[Records for this task]
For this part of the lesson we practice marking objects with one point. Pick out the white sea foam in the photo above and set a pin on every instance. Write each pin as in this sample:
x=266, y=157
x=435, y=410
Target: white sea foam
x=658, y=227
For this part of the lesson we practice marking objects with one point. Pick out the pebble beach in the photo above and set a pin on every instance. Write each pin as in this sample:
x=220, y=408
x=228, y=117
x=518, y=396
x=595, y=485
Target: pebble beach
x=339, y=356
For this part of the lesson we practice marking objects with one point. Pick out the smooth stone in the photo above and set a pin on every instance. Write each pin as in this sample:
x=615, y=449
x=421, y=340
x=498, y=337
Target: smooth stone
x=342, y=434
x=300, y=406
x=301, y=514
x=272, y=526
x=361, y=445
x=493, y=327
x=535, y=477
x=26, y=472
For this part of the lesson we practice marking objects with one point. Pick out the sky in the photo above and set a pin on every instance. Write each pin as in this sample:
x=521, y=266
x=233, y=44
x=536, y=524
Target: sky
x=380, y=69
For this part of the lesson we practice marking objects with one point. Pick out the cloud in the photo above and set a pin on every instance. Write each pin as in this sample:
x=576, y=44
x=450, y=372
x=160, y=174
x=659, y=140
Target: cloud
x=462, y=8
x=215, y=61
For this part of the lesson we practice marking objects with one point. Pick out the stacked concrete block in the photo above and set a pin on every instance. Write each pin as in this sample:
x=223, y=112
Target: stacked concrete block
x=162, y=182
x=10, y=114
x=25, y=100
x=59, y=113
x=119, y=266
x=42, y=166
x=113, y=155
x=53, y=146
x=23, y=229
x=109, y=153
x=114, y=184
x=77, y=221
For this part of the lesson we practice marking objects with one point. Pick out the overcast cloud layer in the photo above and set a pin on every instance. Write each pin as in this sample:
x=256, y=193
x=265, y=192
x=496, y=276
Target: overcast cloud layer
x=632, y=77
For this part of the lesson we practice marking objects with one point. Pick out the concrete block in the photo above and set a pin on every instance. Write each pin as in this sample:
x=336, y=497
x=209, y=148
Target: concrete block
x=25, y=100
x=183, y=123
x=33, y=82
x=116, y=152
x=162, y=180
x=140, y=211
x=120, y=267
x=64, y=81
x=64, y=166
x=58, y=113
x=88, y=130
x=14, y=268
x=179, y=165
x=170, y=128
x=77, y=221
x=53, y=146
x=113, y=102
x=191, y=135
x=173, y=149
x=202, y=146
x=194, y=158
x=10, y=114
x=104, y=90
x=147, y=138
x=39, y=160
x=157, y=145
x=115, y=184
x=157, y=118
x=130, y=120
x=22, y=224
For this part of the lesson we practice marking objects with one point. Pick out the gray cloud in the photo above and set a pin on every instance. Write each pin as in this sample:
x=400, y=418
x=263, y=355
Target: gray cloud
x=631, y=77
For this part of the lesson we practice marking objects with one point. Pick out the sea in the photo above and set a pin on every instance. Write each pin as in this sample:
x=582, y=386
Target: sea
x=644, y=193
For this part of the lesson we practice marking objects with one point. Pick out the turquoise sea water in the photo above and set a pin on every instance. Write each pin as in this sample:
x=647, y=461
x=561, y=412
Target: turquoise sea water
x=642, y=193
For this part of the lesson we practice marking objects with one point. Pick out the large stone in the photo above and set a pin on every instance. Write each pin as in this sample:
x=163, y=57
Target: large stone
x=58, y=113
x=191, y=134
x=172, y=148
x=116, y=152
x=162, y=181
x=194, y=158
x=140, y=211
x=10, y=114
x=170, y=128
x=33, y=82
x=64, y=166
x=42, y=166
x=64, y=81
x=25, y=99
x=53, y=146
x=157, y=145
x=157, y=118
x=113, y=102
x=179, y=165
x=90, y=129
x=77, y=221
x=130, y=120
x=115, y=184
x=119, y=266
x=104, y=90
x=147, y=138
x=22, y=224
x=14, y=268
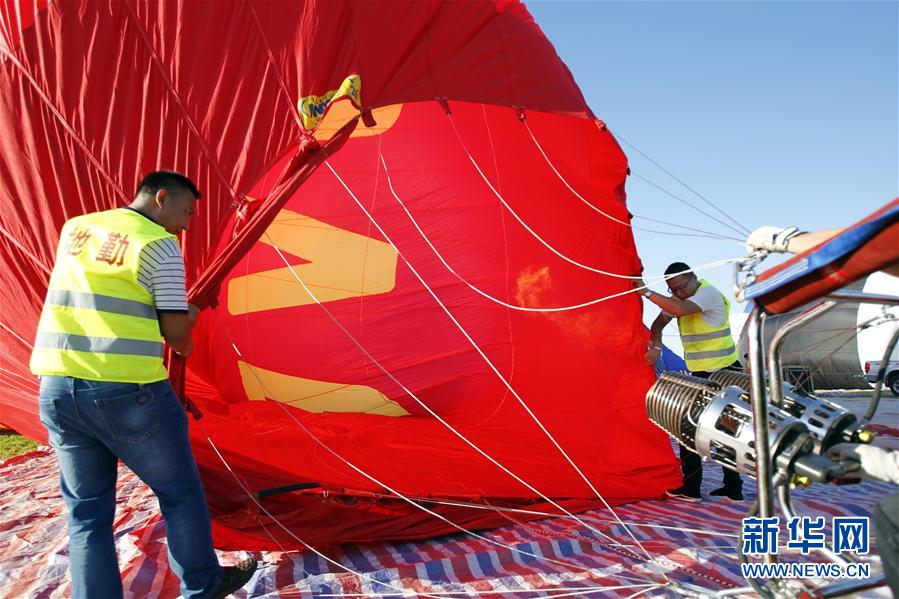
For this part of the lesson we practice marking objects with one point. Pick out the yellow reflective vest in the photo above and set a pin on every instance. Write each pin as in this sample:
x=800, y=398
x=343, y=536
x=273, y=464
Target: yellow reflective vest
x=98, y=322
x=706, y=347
[/Records for this task]
» What you are asked to do
Pictures are not part of the copy. Please reproduce the material word for word.

» Written reply
For this part of the lesson we practice marking objects with one point. Pick out the white sea foam in the photo above and set a pin on every instance. Write each pin as in this sample:
x=266, y=157
x=435, y=410
Target: white sea foam
x=658, y=227
For this part of the lesson we practice marking objects with one point. Pick out the pebble beach in the photo above and set a pin on every instance. Write each pin as in this sample:
x=220, y=408
x=228, y=117
x=518, y=396
x=595, y=485
Target: pebble beach
x=339, y=356
For this part of the lesson we practice marking objects with one point. Pick out the smooth stone in the photo above and set a pin on every instance. Write each pin as in this sample:
x=615, y=449
x=421, y=340
x=498, y=337
Target: smooth stone
x=342, y=434
x=300, y=406
x=301, y=514
x=272, y=526
x=361, y=445
x=493, y=327
x=535, y=477
x=26, y=472
For this part of the lesson we practice marking objects with one point. Pick out the sky in the photo above and set a pin on every instance. Write each pin as in this sample:
x=521, y=266
x=233, y=44
x=536, y=524
Target: sky
x=380, y=69
For this part of the lesson we practice marking objects with one point. Pick out the cloud in the photo above and set a pin on every instance. Write each pin as in this sample:
x=576, y=44
x=450, y=372
x=160, y=174
x=659, y=140
Target: cloud
x=462, y=8
x=215, y=61
For this part of the lesson we practice marking objects with one point. Pick out the stacked concrete block in the photo above and set a pin on every instance. Write each pin as in this sample:
x=223, y=112
Target: stacked concrete block
x=162, y=182
x=10, y=114
x=25, y=100
x=59, y=113
x=119, y=266
x=42, y=166
x=113, y=155
x=53, y=146
x=23, y=229
x=109, y=153
x=114, y=184
x=77, y=221
For this part of the lesson we practice marking objects with one point. Pick out the overcast cloud layer in the photo above and set a pin on every instance. Write each pin as in this sample:
x=256, y=193
x=265, y=192
x=496, y=276
Target: overcast cloud layer
x=632, y=77
For this part of the lesson we practice marking objects with one point. Pick out the concrete block in the photo above and set a pin on every instance. Write each pin as in this sample:
x=336, y=497
x=209, y=148
Target: concrete block
x=25, y=100
x=183, y=123
x=33, y=82
x=116, y=152
x=162, y=180
x=140, y=211
x=120, y=267
x=64, y=81
x=64, y=166
x=58, y=113
x=88, y=130
x=14, y=268
x=179, y=165
x=170, y=128
x=77, y=221
x=53, y=146
x=113, y=102
x=191, y=135
x=173, y=149
x=202, y=146
x=194, y=158
x=10, y=114
x=104, y=90
x=147, y=138
x=39, y=160
x=157, y=145
x=115, y=184
x=157, y=118
x=130, y=120
x=22, y=224
For this part of the lesson we practice marking objects with one point. Pick out the gray cloud in the photo above and set a pin on every instance. Write each pin as in this sample:
x=400, y=418
x=263, y=355
Target: gray cloud
x=631, y=77
For this part of the lesson we practice marking objects with one point. Pick out the sea in the photo above and set a pin on every instance. Write each pin as in this sample:
x=582, y=386
Target: sea
x=644, y=193
For this part of the lesson we practice marking objects with one point. Pick out the turquoise sea water in the photo above and set a pin on every instance. Write each pin as in this sample:
x=647, y=461
x=561, y=412
Target: turquoise sea water
x=642, y=193
For this part of the lesson we practice marking objects with one point. Pick out the large stone in the photo above and set a pin on every instance. Write each pin as in this sample:
x=163, y=57
Target: large stone
x=58, y=113
x=191, y=134
x=172, y=148
x=116, y=152
x=162, y=181
x=194, y=158
x=140, y=211
x=10, y=114
x=170, y=128
x=33, y=82
x=64, y=166
x=42, y=166
x=64, y=81
x=25, y=99
x=53, y=146
x=157, y=145
x=157, y=118
x=113, y=102
x=179, y=165
x=90, y=129
x=77, y=221
x=130, y=120
x=115, y=184
x=119, y=266
x=104, y=90
x=147, y=138
x=22, y=224
x=14, y=268
For this part of the lesson we practice marking objects with one point. Pick out the yellow reflective vest in the photo above and set a pin on every instance. Write each pin as in this sample:
x=800, y=398
x=343, y=536
x=273, y=464
Target: yellow reflective vest
x=98, y=322
x=706, y=347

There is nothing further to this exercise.